== INFORMATION SUPPLIED ==

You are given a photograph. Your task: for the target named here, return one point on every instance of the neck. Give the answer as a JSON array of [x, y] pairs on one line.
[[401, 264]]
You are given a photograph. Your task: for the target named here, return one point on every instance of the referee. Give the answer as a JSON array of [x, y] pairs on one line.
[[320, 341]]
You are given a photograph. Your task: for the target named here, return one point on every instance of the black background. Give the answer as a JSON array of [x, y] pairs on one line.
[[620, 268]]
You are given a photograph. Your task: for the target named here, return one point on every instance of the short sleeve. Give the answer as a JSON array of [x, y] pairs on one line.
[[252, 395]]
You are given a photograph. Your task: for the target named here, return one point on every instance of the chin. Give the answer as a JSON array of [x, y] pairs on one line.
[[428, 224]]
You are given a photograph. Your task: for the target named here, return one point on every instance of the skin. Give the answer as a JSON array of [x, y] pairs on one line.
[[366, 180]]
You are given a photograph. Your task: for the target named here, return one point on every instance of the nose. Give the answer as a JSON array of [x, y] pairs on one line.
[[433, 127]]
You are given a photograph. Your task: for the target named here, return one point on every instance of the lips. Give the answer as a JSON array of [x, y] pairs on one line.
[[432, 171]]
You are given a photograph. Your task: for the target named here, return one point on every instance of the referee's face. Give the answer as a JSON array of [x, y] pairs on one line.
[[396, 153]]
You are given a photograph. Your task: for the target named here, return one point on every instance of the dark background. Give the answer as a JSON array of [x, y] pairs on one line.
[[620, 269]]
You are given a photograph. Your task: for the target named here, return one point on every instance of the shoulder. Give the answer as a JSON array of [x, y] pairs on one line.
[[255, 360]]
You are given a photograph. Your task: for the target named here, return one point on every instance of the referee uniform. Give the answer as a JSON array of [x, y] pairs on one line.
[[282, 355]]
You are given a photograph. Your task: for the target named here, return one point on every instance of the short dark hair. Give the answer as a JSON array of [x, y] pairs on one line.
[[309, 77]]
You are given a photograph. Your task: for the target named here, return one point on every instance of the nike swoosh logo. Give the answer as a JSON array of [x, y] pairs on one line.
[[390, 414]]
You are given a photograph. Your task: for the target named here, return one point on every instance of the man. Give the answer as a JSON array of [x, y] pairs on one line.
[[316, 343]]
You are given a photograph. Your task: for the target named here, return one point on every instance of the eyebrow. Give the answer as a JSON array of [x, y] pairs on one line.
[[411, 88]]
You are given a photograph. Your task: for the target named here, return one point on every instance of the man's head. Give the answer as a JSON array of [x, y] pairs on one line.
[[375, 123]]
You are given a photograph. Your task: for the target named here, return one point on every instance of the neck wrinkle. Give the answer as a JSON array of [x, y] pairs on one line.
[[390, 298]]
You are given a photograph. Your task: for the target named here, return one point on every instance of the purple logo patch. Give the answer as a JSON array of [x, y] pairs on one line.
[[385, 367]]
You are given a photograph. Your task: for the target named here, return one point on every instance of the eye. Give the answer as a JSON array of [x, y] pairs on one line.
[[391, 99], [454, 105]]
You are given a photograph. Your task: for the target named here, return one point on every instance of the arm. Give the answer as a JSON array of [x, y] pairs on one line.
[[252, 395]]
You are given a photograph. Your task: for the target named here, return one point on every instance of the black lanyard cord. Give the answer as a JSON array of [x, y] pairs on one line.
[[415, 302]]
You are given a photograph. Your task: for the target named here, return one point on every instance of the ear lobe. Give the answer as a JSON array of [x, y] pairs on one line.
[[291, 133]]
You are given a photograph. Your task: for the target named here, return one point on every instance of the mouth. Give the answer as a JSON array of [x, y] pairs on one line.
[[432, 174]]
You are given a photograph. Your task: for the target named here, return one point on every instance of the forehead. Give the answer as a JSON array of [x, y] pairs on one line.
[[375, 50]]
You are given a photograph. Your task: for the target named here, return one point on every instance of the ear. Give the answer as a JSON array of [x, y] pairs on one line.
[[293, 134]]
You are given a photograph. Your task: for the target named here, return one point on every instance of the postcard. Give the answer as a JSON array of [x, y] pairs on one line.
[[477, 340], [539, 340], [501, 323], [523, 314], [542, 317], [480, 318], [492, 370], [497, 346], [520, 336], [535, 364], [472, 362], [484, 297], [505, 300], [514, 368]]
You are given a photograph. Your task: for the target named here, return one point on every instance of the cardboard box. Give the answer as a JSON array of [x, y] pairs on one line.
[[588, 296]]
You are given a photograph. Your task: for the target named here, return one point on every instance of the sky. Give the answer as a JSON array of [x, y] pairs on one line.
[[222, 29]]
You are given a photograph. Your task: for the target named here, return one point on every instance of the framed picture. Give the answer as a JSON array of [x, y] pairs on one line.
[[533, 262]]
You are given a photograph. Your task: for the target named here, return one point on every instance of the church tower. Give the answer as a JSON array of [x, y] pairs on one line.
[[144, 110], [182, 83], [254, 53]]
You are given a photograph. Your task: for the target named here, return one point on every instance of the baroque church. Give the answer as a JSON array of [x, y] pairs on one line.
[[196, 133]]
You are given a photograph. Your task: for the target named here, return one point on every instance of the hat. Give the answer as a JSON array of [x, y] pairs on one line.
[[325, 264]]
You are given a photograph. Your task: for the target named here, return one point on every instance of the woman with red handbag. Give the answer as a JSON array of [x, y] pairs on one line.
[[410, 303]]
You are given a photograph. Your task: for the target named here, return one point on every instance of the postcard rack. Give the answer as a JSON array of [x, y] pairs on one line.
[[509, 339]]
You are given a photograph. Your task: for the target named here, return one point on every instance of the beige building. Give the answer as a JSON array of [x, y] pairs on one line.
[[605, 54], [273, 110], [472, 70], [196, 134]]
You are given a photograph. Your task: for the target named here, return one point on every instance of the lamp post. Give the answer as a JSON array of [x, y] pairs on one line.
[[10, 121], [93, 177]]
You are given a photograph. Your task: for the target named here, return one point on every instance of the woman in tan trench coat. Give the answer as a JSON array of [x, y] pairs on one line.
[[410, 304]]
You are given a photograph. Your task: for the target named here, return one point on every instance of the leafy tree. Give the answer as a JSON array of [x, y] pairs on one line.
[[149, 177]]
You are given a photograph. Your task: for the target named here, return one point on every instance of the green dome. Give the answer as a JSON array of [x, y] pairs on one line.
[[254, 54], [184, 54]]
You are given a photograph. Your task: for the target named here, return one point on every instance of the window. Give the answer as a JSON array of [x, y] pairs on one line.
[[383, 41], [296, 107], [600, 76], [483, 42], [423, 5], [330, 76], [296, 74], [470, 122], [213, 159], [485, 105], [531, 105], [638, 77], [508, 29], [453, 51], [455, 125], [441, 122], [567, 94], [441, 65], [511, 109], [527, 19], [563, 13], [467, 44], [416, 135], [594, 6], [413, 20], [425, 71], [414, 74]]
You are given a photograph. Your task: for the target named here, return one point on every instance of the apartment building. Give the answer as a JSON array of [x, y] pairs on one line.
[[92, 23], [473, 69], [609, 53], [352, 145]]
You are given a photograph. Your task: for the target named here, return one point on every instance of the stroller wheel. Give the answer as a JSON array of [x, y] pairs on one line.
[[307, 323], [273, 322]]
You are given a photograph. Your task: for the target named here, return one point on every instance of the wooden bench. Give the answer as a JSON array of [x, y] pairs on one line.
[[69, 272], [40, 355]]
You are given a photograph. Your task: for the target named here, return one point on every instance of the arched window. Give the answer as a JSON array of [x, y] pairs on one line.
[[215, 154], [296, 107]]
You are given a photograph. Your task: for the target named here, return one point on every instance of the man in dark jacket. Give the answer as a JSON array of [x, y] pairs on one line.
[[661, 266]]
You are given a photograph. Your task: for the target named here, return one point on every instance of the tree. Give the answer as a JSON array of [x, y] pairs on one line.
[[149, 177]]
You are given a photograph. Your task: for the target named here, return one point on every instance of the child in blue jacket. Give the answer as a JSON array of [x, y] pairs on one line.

===

*YOUR GOAL*: Present every line of the material above as a JSON list of strings, one string per line, omitting blank lines.

*CORRECT ANSWER*:
[
  "You are given a photograph. Your task: for the target named here, return one point on every instance of the neck. Give the answer as a JSON array of [x, y] pairs on one line.",
  "[[401, 264]]",
  "You are given a photograph. Your task: for the target named here, return one point on every instance of the referee. Give the answer as a JSON array of [x, y] pairs on one line.",
  "[[320, 341]]",
  "You are given a photograph. Your task: for the target named here, return one point on every instance of the black background. Give the answer as a JSON array of [x, y] pairs on one line.",
  "[[620, 268]]",
  "You are given a photograph. Your task: for the target named here, return one point on every instance of the short sleeve. Give the answer as a JSON array of [x, y] pairs on one line.",
  "[[252, 395]]",
  "You are given a photograph. Your task: for the target named here, return one point on every instance of the chin. Give the answer as a JSON array of [x, y] pairs on one line.",
  "[[428, 224]]",
  "You are given a photograph. Your task: for the target named here, return one point on every instance of the skin. Give the answer as a JSON array of [x, y] pairs on one line.",
  "[[366, 180]]",
  "You are given a photograph. Your task: for the target named here, return one point on every instance of the nose. Give the answer as a JSON array of [x, y] pairs on one line.",
  "[[433, 127]]",
  "You are given a photograph. Your task: for the target named here, return one point on every instance of the lips. Give the answer as a JSON array of [x, y] pairs on one line.",
  "[[432, 171]]",
  "You are given a photograph. Your task: for the target named here, return one point on every instance of the referee's face. Give the answer as a JSON array of [x, y] pairs on one line.",
  "[[396, 153]]",
  "You are given a photograph. Your task: for the target named here, return one point on every instance of the dark background. Give the answer as a JSON array of [x, y] pairs on one line.",
  "[[620, 269]]",
  "You are given a photograph. Your task: for the target named here, return one point on every instance of the shoulder. Give the answer as a JSON array of [x, y] pairs on one line.",
  "[[255, 360]]",
  "You are given a photograph. Your task: for the target named here, return one point on every instance of the referee uniform. Give the answer as a JSON array of [x, y] pairs on one line.",
  "[[282, 355]]",
  "You are given a photograph. Your task: for the target named here, return one point on every instance of the short dark hair. Give the answer as a JSON array of [x, y] pairs on one line.",
  "[[309, 77]]",
  "You are given a photograph. Your task: for the target named here, return one point on every instance of the nike swoosh logo. Give the answer as a JSON array of [x, y] pairs on one line.",
  "[[390, 414]]",
  "You are given a photograph. Your task: for the target named here, return one point on every instance of the man. Give the answer as a JSON array of [x, y] pairs on one line.",
  "[[316, 343]]",
  "You are given a photograph. Your task: for the target named here, return one point on every instance of the eyebrow. Give the answer as a JSON array of [x, y] pairs on one line.",
  "[[411, 88]]",
  "You are given a photograph. Your task: for the target named here, return one point on every instance of the man's head. Give the answer as a JSON array of [x, y] pairs on one line.",
  "[[375, 123]]",
  "You are given a photograph. Your task: for the target named here, return one point on every instance of the neck wrinkle. Give the answer as a JSON array of [x, y] pairs on one line.",
  "[[390, 298]]",
  "You are given a photograph. Your task: for the target named here, return one point on every instance of the purple logo patch. Give the answer as a JSON array of [x, y] pairs on one line.",
  "[[385, 367]]",
  "You are given a photograph. Your task: for the target named here, return one point on every instance of the eye. Give the answer as a JSON array of [x, y] pairs on one line.",
  "[[391, 99], [454, 105]]",
  "You are given a photograph. Your task: for the target named here, return one point on every instance of the arm. Give the answer as a JSON array of [x, y] pairs on one line.",
  "[[252, 395]]",
  "You are given a photograph. Your task: for the target named here, return one point on every instance of the black lanyard cord. Give the answer as a JSON array of [x, y] pairs on one line.",
  "[[415, 302]]",
  "You are given a photograph. Your task: for the target named here, return one point on every instance of the ear lobe. Give the answer as a JSON array of [x, y] pairs on one line.",
  "[[291, 133]]",
  "You are given a photograph. Your task: for the target named here, return one point on every instance of the mouth. Give the answer as a JSON array of [x, y] pairs on one line.",
  "[[432, 174]]",
  "You are given a photograph. Your task: for the target named here, return one point on every instance of the forehead. Give the answer as a JSON array of [x, y] pairs on one line.",
  "[[375, 50]]",
  "You are given a photograph. Your task: for the target named here, return one point on every instance of the ear. Give the answer as a JSON array of [x, y] pairs on one line.",
  "[[293, 134]]",
  "You are given a photograph. Your task: for the target named here, return one point on every instance of the postcard. Give the answer as a JSON array of [x, y] pairs on one line.",
  "[[477, 340], [539, 340], [501, 323], [523, 314], [542, 317], [480, 318], [492, 370], [497, 346], [520, 336], [535, 364], [472, 362], [484, 297], [505, 300], [514, 368]]",
  "You are given a photograph. Your task: for the target named here, return one point on every instance of the cardboard box. Give the answer as a JSON array of [x, y] pairs on one line.",
  "[[588, 296]]",
  "You are given a photograph. Your task: for the target named here, return one point on every instance of the sky. Give the answer as a JSON array of [x, y] pairs on one line.",
  "[[222, 29]]",
  "You are given a photograph. Your task: for the target named here, return one point on every instance of the framed picture. Give the answer as a JSON array of [x, y] pairs on one line.",
  "[[533, 262]]",
  "You are given a photograph. Your task: for the target named here, return one point on every instance of the church tower. Give the answer as a JSON array of [x, y] pairs on one line.",
  "[[144, 110], [182, 83], [254, 53]]",
  "You are given a photograph. Your task: for the target named here, return one point on every instance of the baroque church. Give the answer as a JSON array of [x, y] pairs on one line.",
  "[[196, 133]]",
  "You are given a photograph. Your task: for the target named here, return one point on every instance of the hat. Give the answer as a JSON array of [x, y] pairs on one line.",
  "[[325, 264]]",
  "You are given a photograph. Your task: for the target named here, return one point on every instance of the woman with red handbag. Give the answer as a JSON array of [x, y] pairs on one line.",
  "[[410, 303]]",
  "You are given a photograph. Your task: for the target named here, return one point on every instance of the postcard rack. Give the answer as a JSON array of [x, y] pairs on one line.",
  "[[509, 339]]",
  "You are given a photograph. Your task: for the target named here, return one point on every instance of the beige building. Give the answer as a JSON array of [x, y] pairs on one line.",
  "[[605, 54], [273, 110], [472, 70], [196, 134]]",
  "You are given a photograph. Your task: for the target named here, return one point on every instance of the lamp post. Give the answer as a JSON array of [x, y] pairs on one line.",
  "[[10, 121], [93, 177]]",
  "You are given a photograph. Your task: for the target named here, return one point on every instance of the woman in tan trench coat. Give the answer as a JSON array of [x, y] pairs on one line.",
  "[[410, 304]]",
  "You are given a photograph. Your task: for the target named here, return one point on every instance of the leafy tree. Give the answer as a JSON array of [x, y] pairs on one line.",
  "[[149, 177]]",
  "You are given a photograph. Your task: for the target named here, return one point on every instance of the green dome. Give the answer as a JSON array of [x, y] pairs on one line.",
  "[[254, 54], [184, 54]]",
  "You are given a photograph. Your task: for the target named here, return one point on every instance of the window. Give the answer as a JSON array of [x, y] pairs on one line.",
  "[[383, 41], [296, 107], [600, 76], [483, 42], [423, 5], [330, 76], [296, 74], [470, 122], [213, 159], [485, 105], [531, 105], [638, 77], [508, 29], [453, 51], [455, 125], [441, 122], [567, 94], [441, 65], [511, 109], [527, 19], [563, 13], [467, 44], [416, 135], [594, 6], [413, 20], [425, 71], [414, 74]]",
  "You are given a photograph. Your task: for the target named here, return one point on every instance of the apartment building. Give the answer as a JSON array of [x, y] pairs on one line.",
  "[[92, 23], [473, 69], [609, 53], [352, 145]]",
  "You are given a photograph. Your task: for the target named here, return one point on every instance of the stroller wheel. Give the answer as a JSON array of [x, y] pairs on one line.",
  "[[307, 323], [273, 322]]",
  "You are given a photograph. Your task: for the target named here, return one point on every instance of the wooden bench. Give the answer as a JSON array of [x, y] pairs on one line.",
  "[[69, 272], [40, 355]]",
  "You are given a photograph. Your task: for the target named here, return one point on every instance of the arched window. Give the answer as a JSON array of [x, y] pairs on one line.",
  "[[215, 154], [296, 107]]",
  "You are given a photograph. Your task: for the target named here, return one point on every instance of the man in dark jacket. Give the answer as a JSON array of [x, y] pairs on one line.",
  "[[661, 266]]",
  "You are given a photograph. Your task: for the target named here, return one point on every instance of the tree. Give the answer as a JSON array of [x, y] pairs on one line.",
  "[[149, 177]]",
  "You are given a photograph. Your task: for the target named here, return one point on every instance of the child in blue jacket. Give the answer as a JSON array of [x, y] pairs on one line."
]